* Instructions to follow
Copy exactly the run of lines that begins at the line with "woman in black" and ends at the final line of the entries.
___ Entries ___
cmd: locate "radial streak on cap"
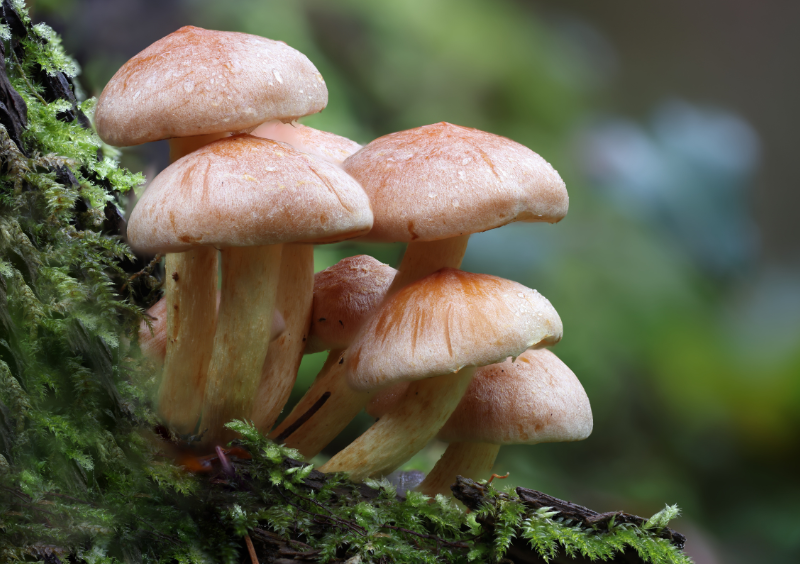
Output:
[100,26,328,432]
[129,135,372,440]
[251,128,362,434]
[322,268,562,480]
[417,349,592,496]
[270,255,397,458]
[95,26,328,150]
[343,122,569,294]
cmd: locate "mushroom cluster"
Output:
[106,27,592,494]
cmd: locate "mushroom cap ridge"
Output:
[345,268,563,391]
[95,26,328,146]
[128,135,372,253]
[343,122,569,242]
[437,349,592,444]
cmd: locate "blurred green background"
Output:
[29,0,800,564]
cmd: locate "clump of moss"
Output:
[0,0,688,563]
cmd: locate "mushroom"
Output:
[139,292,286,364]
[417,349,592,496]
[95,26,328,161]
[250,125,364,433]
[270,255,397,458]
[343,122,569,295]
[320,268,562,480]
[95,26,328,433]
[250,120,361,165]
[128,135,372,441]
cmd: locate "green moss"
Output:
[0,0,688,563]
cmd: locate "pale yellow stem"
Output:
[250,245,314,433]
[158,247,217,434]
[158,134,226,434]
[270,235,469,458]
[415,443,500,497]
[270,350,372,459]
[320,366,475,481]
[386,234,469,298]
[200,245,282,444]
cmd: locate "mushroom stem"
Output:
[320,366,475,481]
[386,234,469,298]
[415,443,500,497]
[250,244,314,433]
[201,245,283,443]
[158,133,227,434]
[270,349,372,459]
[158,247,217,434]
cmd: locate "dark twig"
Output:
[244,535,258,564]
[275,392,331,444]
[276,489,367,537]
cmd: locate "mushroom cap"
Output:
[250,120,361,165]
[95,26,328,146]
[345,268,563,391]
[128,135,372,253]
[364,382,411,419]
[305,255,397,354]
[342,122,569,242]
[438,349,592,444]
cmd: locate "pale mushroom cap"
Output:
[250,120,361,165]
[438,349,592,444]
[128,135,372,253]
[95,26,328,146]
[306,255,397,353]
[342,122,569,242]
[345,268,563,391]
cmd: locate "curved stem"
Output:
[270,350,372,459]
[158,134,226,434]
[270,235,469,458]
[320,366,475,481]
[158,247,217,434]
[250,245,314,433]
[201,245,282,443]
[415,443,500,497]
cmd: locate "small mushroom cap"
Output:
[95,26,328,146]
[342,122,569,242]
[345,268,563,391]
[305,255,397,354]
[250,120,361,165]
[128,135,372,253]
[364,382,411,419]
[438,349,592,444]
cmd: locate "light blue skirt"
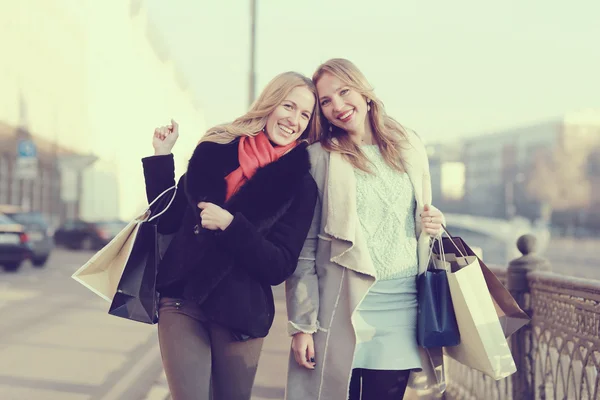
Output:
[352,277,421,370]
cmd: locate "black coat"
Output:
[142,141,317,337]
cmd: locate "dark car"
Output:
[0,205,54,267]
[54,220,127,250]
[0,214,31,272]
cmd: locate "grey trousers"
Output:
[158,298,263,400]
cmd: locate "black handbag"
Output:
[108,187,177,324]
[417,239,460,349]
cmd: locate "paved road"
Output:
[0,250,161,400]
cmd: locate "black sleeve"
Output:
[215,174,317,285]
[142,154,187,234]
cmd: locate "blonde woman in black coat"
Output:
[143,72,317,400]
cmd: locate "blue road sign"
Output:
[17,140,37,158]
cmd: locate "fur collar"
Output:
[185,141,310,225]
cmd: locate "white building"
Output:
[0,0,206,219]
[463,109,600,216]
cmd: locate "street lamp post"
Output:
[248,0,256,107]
___
* Response for this exercise
cmd: locate "blonde woman in black coat"
Output:
[143,72,317,400]
cmd: locate "blue road sign"
Output:
[17,140,37,158]
cmd: locate "fur collar"
Output:
[185,141,310,225]
cmd: locate "white building"
Output:
[0,0,206,219]
[463,109,600,216]
cmd: locate "street lamp post"
Output:
[248,0,256,107]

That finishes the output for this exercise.